== Aim of the exercise ==
Starting at the line that contains "of the creek." and ending with the last of the records below, write those lines again with "creek" replaced by "stream" and nothing else changed.

— Start of Records for the task —

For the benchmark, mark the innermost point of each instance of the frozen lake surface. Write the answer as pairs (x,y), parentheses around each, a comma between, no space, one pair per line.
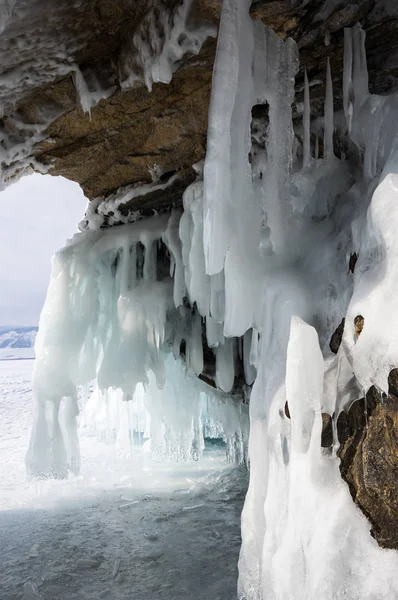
(126,528)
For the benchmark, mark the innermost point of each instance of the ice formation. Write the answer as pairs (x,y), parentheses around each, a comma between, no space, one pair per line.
(162,40)
(257,267)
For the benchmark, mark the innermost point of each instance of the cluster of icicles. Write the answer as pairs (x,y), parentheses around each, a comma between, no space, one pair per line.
(261,252)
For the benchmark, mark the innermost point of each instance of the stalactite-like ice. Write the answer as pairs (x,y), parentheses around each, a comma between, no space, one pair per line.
(261,253)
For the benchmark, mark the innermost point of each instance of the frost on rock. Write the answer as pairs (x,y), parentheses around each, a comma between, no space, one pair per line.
(115,314)
(254,274)
(161,41)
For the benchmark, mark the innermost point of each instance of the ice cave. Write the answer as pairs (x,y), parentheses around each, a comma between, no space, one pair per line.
(233,275)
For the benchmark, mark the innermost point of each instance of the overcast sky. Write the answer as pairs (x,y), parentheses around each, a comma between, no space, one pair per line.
(37,215)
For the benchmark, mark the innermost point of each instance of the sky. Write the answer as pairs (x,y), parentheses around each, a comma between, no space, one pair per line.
(37,215)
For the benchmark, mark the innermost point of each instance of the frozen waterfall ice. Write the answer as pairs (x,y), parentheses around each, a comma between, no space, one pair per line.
(254,270)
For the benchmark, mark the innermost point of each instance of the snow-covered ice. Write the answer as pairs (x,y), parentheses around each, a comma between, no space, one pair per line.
(125,529)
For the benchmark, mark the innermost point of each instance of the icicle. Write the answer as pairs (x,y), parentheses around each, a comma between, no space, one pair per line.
(347,77)
(306,123)
(328,115)
(225,368)
(195,346)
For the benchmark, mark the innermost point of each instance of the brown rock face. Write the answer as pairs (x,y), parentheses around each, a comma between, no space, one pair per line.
(43,43)
(369,460)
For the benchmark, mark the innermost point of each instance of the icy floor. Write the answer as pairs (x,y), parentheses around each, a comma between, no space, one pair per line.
(125,529)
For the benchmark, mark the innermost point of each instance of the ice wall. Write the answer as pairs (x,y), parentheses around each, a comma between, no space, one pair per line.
(255,270)
(117,313)
(310,213)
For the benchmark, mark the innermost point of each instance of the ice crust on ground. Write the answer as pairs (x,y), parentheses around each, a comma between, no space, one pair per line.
(258,265)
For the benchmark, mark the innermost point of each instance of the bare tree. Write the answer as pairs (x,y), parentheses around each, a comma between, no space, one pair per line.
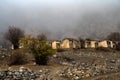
(13,34)
(42,37)
(115,36)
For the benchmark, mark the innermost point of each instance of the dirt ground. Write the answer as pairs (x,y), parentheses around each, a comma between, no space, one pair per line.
(62,60)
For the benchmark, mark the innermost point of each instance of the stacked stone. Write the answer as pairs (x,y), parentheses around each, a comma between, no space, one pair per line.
(21,74)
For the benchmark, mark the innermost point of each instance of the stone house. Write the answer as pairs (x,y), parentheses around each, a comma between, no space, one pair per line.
(91,44)
(56,44)
(105,44)
(70,43)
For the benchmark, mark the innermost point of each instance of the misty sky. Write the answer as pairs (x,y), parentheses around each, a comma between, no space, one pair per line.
(62,18)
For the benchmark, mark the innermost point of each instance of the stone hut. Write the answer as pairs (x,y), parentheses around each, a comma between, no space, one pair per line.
(91,44)
(70,43)
(105,44)
(56,44)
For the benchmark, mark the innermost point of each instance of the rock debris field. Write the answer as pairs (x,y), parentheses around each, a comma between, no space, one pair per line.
(70,65)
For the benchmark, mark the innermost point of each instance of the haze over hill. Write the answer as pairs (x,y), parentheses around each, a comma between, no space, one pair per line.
(62,18)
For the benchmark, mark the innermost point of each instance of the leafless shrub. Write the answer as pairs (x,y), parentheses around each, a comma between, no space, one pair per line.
(13,34)
(102,49)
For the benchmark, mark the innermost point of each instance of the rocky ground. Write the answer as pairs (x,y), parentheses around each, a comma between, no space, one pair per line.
(69,65)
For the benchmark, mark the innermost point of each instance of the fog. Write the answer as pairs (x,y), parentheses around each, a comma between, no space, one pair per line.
(62,18)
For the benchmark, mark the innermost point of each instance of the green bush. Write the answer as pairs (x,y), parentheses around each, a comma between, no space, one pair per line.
(41,50)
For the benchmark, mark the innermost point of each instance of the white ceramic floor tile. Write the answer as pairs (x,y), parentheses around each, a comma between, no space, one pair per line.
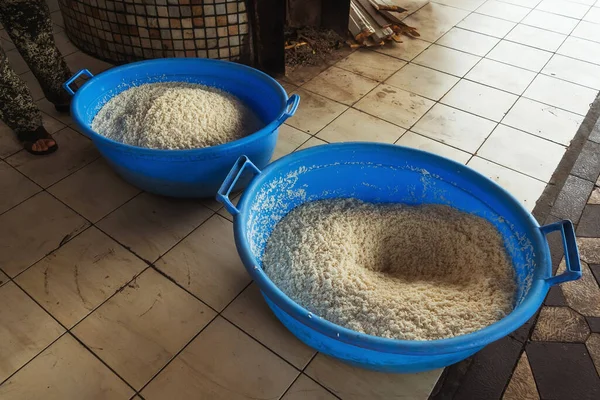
(581,49)
(314,112)
(503,10)
(501,76)
(353,383)
(447,60)
(468,41)
(536,37)
(454,127)
(543,120)
(289,140)
(371,64)
(593,14)
(479,99)
(356,126)
(486,25)
(423,81)
(587,30)
(433,20)
(414,140)
(522,152)
(525,188)
(312,142)
(561,94)
(572,70)
(562,7)
(523,3)
(340,85)
(551,22)
(407,50)
(394,105)
(469,5)
(16,186)
(520,56)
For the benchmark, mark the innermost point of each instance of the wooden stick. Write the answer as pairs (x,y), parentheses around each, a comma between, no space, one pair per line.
(383,5)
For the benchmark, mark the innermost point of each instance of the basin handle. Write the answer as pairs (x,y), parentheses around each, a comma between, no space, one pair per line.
(290,108)
(67,84)
(231,180)
(571,251)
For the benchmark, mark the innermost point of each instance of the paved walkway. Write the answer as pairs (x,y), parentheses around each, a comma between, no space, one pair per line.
(556,356)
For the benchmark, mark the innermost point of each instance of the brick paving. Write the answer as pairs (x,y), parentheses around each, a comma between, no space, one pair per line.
(556,355)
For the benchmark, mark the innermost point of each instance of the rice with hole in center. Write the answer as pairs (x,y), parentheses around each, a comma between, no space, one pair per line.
(390,270)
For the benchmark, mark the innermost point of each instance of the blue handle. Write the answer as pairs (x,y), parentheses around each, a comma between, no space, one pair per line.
(290,108)
(231,180)
(67,84)
(567,231)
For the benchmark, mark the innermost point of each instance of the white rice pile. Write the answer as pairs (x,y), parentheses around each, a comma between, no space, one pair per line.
(175,115)
(394,271)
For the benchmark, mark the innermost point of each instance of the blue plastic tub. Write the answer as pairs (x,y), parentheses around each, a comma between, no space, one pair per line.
(387,173)
(184,173)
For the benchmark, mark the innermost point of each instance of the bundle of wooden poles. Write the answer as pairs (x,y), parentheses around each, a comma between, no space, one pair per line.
(373,22)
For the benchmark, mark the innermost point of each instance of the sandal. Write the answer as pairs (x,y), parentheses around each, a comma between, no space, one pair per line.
(28,139)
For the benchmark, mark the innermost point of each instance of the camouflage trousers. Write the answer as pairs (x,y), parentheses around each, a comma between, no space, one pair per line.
(28,24)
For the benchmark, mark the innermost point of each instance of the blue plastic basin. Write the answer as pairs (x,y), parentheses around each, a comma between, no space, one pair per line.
(194,172)
(386,173)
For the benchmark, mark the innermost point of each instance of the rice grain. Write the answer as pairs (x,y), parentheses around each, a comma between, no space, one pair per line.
(404,272)
(175,115)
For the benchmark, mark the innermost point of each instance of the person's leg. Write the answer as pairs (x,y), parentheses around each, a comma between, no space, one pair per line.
(19,112)
(28,24)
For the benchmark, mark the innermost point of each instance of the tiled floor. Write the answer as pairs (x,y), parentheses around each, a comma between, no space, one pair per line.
(501,86)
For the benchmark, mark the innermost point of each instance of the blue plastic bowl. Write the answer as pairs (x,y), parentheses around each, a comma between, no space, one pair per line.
(184,173)
(387,173)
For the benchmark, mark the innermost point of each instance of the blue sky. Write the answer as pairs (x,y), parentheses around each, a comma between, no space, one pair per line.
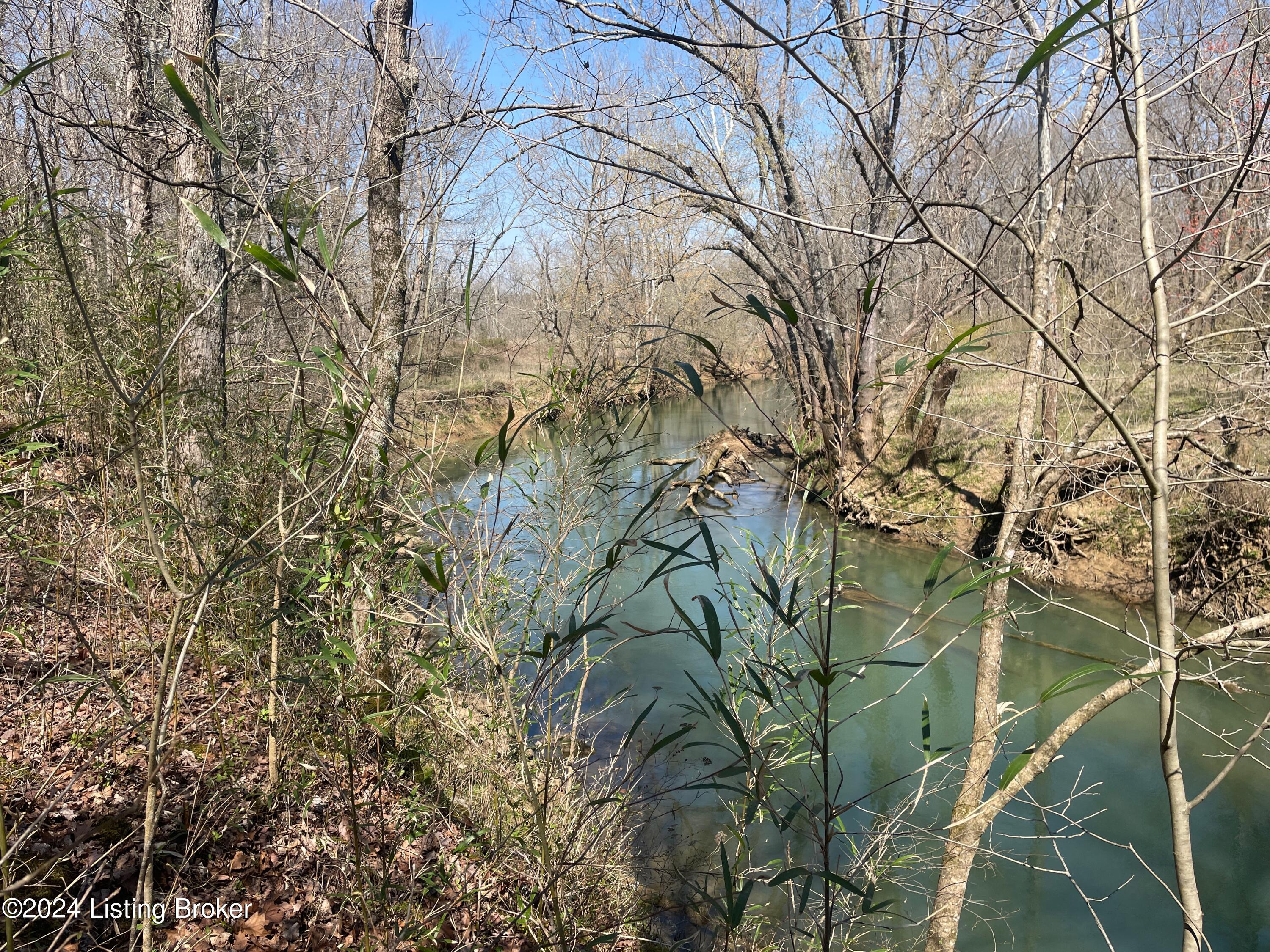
(450,13)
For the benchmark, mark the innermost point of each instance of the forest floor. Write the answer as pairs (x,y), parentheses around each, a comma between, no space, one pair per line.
(80,677)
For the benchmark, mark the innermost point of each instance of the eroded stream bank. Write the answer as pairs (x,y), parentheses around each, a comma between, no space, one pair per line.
(1091,827)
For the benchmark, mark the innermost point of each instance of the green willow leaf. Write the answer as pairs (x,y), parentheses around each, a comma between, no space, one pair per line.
(270,261)
(1018,765)
(192,111)
(209,224)
(22,74)
(1053,40)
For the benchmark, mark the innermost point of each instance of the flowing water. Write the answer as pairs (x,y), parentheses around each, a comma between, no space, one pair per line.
(1113,838)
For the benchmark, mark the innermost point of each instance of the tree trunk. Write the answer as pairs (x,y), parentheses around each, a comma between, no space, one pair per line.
(201,263)
(139,97)
(964,838)
(395,82)
(1170,757)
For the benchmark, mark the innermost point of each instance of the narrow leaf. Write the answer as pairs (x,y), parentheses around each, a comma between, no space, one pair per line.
(1049,45)
(209,224)
(270,261)
(934,573)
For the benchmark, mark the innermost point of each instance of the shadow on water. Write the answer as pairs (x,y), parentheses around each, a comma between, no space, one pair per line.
(1020,898)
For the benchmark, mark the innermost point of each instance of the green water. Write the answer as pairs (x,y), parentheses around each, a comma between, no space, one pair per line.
(1020,899)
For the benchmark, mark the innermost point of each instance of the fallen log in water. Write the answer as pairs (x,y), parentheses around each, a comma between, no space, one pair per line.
(724,462)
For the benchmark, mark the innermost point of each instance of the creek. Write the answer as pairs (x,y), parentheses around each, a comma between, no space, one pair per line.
(1113,837)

— End of Records for the task —

== Answer to this exercise ==
For the benchmark, mark the innermost point of each instance of the stream. Write the answer as pairs (x,y), parentheses around each, a comma between, no space, one pair per line.
(1113,837)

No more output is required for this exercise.